··· Records provided ···

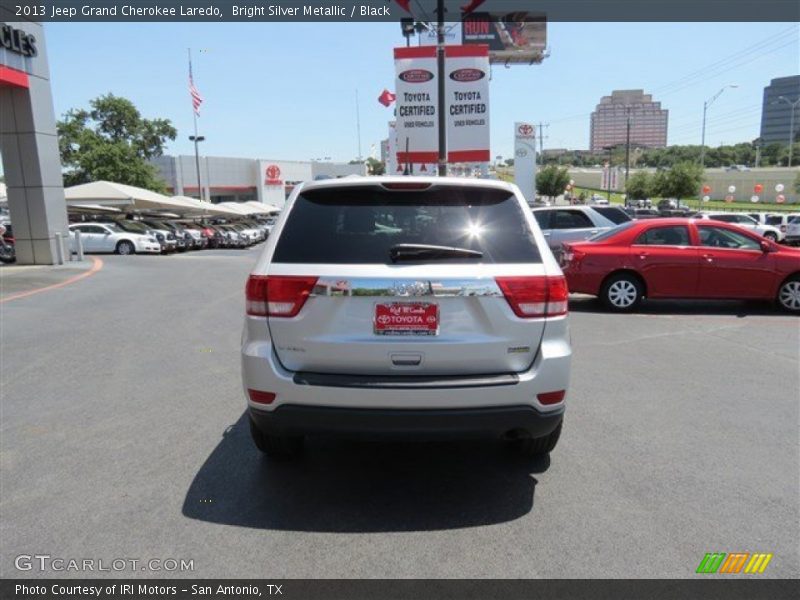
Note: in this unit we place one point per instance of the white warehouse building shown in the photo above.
(244, 179)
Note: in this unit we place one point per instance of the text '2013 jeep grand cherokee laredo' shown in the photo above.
(412, 306)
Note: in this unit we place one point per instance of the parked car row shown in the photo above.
(682, 258)
(152, 235)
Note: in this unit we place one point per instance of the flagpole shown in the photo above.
(358, 126)
(195, 138)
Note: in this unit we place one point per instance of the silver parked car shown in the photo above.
(748, 222)
(405, 305)
(105, 237)
(570, 224)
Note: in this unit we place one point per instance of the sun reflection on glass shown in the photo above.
(475, 229)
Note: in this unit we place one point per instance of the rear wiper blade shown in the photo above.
(420, 251)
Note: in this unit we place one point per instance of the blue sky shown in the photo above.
(288, 90)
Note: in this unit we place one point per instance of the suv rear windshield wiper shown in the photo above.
(420, 251)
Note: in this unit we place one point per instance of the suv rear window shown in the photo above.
(362, 224)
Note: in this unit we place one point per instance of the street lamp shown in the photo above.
(791, 122)
(608, 171)
(197, 139)
(706, 105)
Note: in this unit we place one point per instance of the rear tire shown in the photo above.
(124, 248)
(538, 447)
(789, 295)
(276, 446)
(622, 292)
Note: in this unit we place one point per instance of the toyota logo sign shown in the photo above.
(525, 129)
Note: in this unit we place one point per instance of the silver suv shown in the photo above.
(411, 306)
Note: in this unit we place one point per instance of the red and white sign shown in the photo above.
(466, 104)
(417, 127)
(273, 175)
(407, 318)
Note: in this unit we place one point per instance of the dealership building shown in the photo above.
(28, 143)
(243, 179)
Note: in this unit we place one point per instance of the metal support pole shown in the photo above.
(78, 245)
(791, 132)
(440, 68)
(703, 140)
(628, 147)
(59, 248)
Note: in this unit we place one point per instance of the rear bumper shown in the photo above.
(501, 421)
(404, 390)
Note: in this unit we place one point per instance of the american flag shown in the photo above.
(197, 98)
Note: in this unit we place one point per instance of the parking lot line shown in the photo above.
(98, 264)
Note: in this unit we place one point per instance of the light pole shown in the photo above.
(791, 122)
(197, 139)
(706, 105)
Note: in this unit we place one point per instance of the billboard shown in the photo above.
(466, 104)
(518, 37)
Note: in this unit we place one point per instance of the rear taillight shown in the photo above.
(538, 296)
(551, 397)
(261, 397)
(277, 295)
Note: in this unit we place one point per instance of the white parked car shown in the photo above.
(781, 221)
(748, 222)
(562, 224)
(103, 237)
(406, 305)
(793, 229)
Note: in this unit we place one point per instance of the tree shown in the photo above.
(681, 181)
(375, 167)
(113, 142)
(639, 186)
(552, 181)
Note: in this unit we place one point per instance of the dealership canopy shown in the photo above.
(262, 207)
(241, 208)
(106, 193)
(205, 208)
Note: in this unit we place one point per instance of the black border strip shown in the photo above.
(391, 11)
(745, 587)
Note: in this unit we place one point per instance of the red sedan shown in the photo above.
(682, 258)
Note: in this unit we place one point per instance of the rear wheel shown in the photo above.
(125, 247)
(789, 294)
(538, 446)
(622, 292)
(276, 446)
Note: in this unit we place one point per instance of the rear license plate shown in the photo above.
(407, 318)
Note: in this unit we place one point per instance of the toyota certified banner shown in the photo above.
(467, 97)
(417, 131)
(466, 104)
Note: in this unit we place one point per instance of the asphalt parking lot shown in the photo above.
(122, 435)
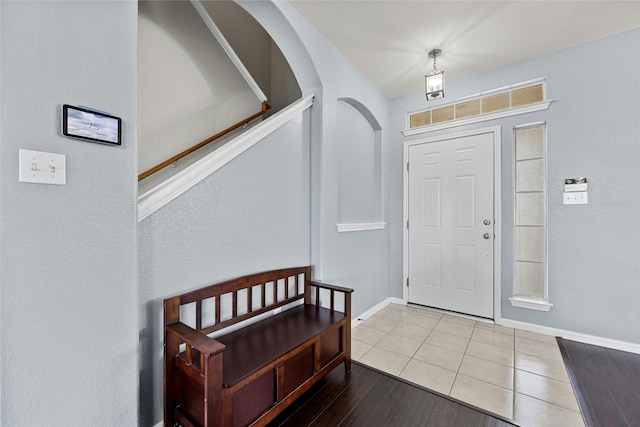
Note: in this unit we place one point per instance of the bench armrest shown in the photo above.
(331, 287)
(205, 345)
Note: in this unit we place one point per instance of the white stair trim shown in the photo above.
(163, 193)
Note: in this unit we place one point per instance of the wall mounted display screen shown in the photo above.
(91, 125)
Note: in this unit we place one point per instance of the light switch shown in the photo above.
(42, 168)
(575, 198)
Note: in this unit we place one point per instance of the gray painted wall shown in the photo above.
(357, 259)
(274, 206)
(594, 249)
(69, 306)
(250, 216)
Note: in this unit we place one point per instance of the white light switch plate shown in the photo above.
(42, 168)
(575, 198)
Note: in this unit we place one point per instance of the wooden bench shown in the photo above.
(219, 372)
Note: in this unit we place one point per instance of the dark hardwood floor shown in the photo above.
(606, 382)
(368, 397)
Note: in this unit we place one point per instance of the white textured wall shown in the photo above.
(69, 298)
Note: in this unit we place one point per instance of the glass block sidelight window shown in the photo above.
(530, 234)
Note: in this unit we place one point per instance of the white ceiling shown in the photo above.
(389, 40)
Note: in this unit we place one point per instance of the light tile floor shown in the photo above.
(514, 373)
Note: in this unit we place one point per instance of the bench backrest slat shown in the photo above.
(223, 303)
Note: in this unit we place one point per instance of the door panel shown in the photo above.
(450, 196)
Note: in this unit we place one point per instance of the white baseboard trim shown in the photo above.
(570, 335)
(356, 320)
(516, 324)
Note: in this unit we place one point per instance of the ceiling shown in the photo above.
(389, 40)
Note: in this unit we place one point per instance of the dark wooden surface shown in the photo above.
(368, 397)
(254, 346)
(606, 381)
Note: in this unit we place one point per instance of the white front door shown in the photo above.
(451, 224)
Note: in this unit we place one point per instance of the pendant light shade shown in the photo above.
(434, 81)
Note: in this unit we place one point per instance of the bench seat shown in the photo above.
(255, 346)
(247, 376)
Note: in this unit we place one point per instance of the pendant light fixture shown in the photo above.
(434, 81)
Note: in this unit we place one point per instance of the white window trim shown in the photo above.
(530, 108)
(523, 301)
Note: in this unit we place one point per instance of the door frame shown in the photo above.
(497, 198)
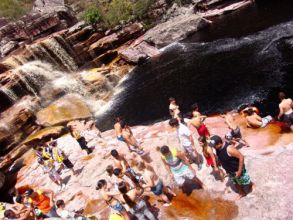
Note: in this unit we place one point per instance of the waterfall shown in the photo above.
(42, 80)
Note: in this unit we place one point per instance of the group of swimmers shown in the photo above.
(130, 176)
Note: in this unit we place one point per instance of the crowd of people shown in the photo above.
(130, 177)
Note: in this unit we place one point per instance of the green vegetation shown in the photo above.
(92, 15)
(14, 8)
(111, 13)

···

(Given problem): Repeat the full listing above exactly, with no pictures in the copy.

(Expected output):
Note: in this unit we place one point per instance of the white warehouse building shown in the photo above.
(244, 179)
Note: in this unit we place one point per instance of the text '2013 jeep grand cherokee laredo' shown in the photo above.
(412, 306)
Note: in this unit we place one point per instance of the parked car row shown in the photo above.
(682, 258)
(152, 235)
Note: in this unit we place one point per instance of the flagpole shown in the photo above.
(358, 126)
(195, 138)
Note: in this unit we place one point per instance of the silver parked car shown in the photo above.
(748, 222)
(405, 305)
(105, 237)
(570, 224)
Note: in this unit we place one point per instance of the sun reflection on glass shown in the photo above.
(475, 229)
Note: in this unit we place one point per instance of the rear wiper blade shown in the photo above.
(420, 251)
Note: in this unit we place one point per instance of the blue sky shown in the photo above.
(288, 90)
Note: in this unit we place one point per instance of the suv rear windshield wiper shown in the photo above.
(420, 251)
Note: in this unit we place one point per instance of the suv rear window shown in the photo above.
(362, 224)
Note: in this unit we place one point per instance of the street lamp shown in the photo above.
(791, 122)
(608, 171)
(197, 139)
(706, 105)
Note: in this unit we place one point per instance of the rear tire shown in the photo above.
(124, 248)
(538, 447)
(789, 295)
(276, 446)
(622, 292)
Note: in this unit we place one point per instance of the toyota logo sign shown in the photo above.
(525, 129)
Note: in this unit we place one point per instance of the silver suv shown in the photo above.
(411, 306)
Note: in this unit we place one point per instance of the red and white sign shown in the photo above.
(466, 104)
(417, 127)
(273, 175)
(407, 318)
Note: in this unit we place one point per instance of the dealership building shown in the photo above.
(28, 143)
(243, 179)
Note: in this unit we place one point per instance of the metal support pole shown in the photo above.
(78, 245)
(791, 132)
(440, 68)
(703, 140)
(628, 147)
(59, 248)
Note: in this unit we place one point per instance of the rear bumper shown in the photo above.
(501, 421)
(404, 390)
Note: in this unit we place one point per instance of the american flag shown in the photo above.
(197, 98)
Note: in this unit we place one point per instance of the parking lot line shown in the photo above.
(98, 264)
Note: in this unit we place one point per instance of the light pole shown in the photo above.
(791, 122)
(197, 139)
(706, 105)
Note: in this unit we place one point per instance of the billboard shown in the photo above.
(466, 104)
(518, 37)
Note: in this unit we place one point per instance of the rear taillight shown in the photo above.
(538, 296)
(551, 397)
(261, 397)
(277, 295)
Note: in this unit we place one point per instance of the white parked car shown in the photo above.
(781, 221)
(748, 222)
(562, 224)
(103, 237)
(406, 305)
(793, 229)
Note: in this unit we place one point per instance of the tree shown in the photo above.
(681, 181)
(375, 167)
(113, 142)
(639, 186)
(552, 181)
Note: in this unit we place one point per instance of the dealership canopy shown in the photo above.
(262, 207)
(241, 208)
(106, 193)
(205, 208)
Note: in this unit we place one point per instance of the black border strip shown in the photo above.
(391, 11)
(745, 587)
Note: in this unit we place one point per instance of the red sedan shown in the photo above.
(682, 258)
Note: in this unit we place one point per instance of the rear wheel shown in the photo above.
(125, 247)
(789, 294)
(538, 446)
(622, 292)
(276, 446)
Note: in this unit we place one point per instance of the rear license plate shown in the photo above.
(407, 318)
Note: in this unit we place one point per instance of the toyota certified banner shown in the photo above.
(467, 97)
(417, 131)
(466, 104)
Note: in this unit we place one point per instance of the asphalt parking lot shown in the photo above.
(122, 435)
Note: in this unit we place one point per instance of the bench armrest shown in the photo above.
(331, 287)
(205, 345)
Note: in this unit we place one point per instance of the white stair trim shown in the photo above.
(163, 193)
Note: in this unit we place one point per instance of the wall mounted display screen shown in the photo above.
(91, 125)
Note: in this unit we place one point per instance of the light switch shown in the photo above.
(42, 168)
(575, 198)
Note: in this unit we place one point per instance of the gray painted wall shown in the photo above.
(357, 259)
(274, 206)
(594, 249)
(69, 306)
(250, 216)
Note: in this unit we place one point per instance of the white light switch plate shown in the photo above.
(42, 168)
(575, 198)
Note: in this unit we place one point per instance of the wooden bench shown in the photo above.
(219, 372)
Note: in this unit we place one point per instance of the dark hardwood floor shown in the photo above.
(606, 382)
(368, 397)
Note: in this unit we place one point per instance of the white textured wall shown in the photo above.
(69, 298)
Note: in this unit we place one point per instance of the glass block sidelight window shown in the photo above.
(530, 234)
Note: in this unit we place one point per instance of the white ceiling shown in the photo above.
(389, 40)
Note: in this unit we place one point per instance of the light tile floor shown in the photo above.
(514, 373)
Note: in this unit we place one point per instance of the bench backrest slat shown in the photo above.
(223, 303)
Note: in this unit we place one point per instance of the door panel shown in the photo above.
(450, 196)
Note: in this unit we place one point per instance of the white baseboard trim shown in the photo above.
(570, 335)
(356, 320)
(516, 324)
Note: in this unit we place one point per instance of the ceiling shown in the photo above.
(389, 40)
Note: in this unit we place one point per instance of the dark wooden surface shown in the photo above.
(368, 397)
(254, 346)
(606, 381)
Note: in this unit we place one point per instance of the white front door shown in the photo above.
(451, 224)
Note: in this unit we place one point per instance of the pendant light shade shown in the photo above.
(434, 81)
Note: in this unit we place one point per instance of the bench seat shown in the photo above.
(255, 346)
(247, 376)
Note: in this unit we place one point per instance of the pendant light fixture shown in the photo above.
(434, 81)
Note: in this unit we place one point per instance of the white window trim shown in the photo above.
(530, 108)
(523, 301)
Note: in this unit we place one point per instance of the door frame shown in the photo above.
(497, 198)
Note: in this unit we place one point per instance of the waterfall shown in the photo above.
(42, 80)
Note: in this unit we place one point per instance of the group of swimmers shown in the photo above.
(130, 176)
Note: in this unit we place one point per instance of the crowd of people shown in the photo above.
(130, 177)
Note: in this unit we place one point per instance of the green vegetation shown in the photo above.
(92, 15)
(14, 8)
(111, 13)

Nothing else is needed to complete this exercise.